## ENTRIES SHOWN
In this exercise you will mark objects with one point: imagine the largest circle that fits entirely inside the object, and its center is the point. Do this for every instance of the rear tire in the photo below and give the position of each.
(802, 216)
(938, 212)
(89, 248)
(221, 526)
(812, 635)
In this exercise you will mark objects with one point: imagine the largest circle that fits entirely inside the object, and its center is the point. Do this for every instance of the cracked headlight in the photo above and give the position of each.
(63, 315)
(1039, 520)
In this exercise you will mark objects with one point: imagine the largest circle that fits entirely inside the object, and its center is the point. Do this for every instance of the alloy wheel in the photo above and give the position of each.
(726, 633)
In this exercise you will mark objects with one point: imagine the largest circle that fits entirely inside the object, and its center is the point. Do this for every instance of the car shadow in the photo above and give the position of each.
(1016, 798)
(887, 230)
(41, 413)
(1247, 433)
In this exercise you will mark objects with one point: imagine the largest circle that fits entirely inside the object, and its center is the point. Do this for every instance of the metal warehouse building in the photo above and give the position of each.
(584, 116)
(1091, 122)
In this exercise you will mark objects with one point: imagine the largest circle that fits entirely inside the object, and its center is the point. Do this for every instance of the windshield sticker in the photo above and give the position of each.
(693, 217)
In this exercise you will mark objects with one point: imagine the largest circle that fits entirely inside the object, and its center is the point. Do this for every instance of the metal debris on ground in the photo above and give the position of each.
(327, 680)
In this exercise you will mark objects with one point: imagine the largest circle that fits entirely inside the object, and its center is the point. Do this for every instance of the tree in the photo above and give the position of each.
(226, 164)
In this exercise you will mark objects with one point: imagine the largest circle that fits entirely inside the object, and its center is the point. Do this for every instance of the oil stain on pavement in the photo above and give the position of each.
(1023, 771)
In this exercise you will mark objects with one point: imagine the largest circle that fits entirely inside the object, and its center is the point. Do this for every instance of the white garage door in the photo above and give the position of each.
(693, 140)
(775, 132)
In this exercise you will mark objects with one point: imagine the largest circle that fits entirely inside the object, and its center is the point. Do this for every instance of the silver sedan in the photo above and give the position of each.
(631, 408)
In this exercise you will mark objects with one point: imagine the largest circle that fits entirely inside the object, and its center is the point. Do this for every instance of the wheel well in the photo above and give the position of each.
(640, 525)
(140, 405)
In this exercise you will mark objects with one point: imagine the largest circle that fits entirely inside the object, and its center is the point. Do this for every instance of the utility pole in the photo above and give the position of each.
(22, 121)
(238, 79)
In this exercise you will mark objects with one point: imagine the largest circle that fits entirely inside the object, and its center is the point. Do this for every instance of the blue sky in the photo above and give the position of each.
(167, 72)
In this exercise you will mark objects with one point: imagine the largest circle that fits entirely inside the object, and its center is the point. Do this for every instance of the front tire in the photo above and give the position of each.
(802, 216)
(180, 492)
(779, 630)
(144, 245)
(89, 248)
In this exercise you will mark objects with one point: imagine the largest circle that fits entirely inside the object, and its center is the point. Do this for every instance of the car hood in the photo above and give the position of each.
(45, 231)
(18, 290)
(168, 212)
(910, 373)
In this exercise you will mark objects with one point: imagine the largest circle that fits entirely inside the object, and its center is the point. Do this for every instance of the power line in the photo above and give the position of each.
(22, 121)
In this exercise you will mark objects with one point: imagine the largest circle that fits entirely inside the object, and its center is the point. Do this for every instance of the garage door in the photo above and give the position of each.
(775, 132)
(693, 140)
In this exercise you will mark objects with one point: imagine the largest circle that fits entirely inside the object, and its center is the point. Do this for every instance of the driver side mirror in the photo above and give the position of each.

## WORK TO BE COMPLETED
Repeat every line of the material from the line that contains "of the tree" down to the line that contains "(1023, 771)", both included, adding 138 to each coordinate value and leaving all other text unchanged.

## EXERCISE OUTPUT
In this exercise you will mark objects with one point: imagine the largest circle that fits entirely inside the object, and its center is the point. Do this for every instance of the tree in the photo above and give the position of each.
(364, 302)
In this exercise you will mark objects with one point: imagine the largest circle that fits entirely inside the object, and its center is the point. Do this for every instance of the oil stain on pavement in the photo above and give the position of each.
(1161, 909)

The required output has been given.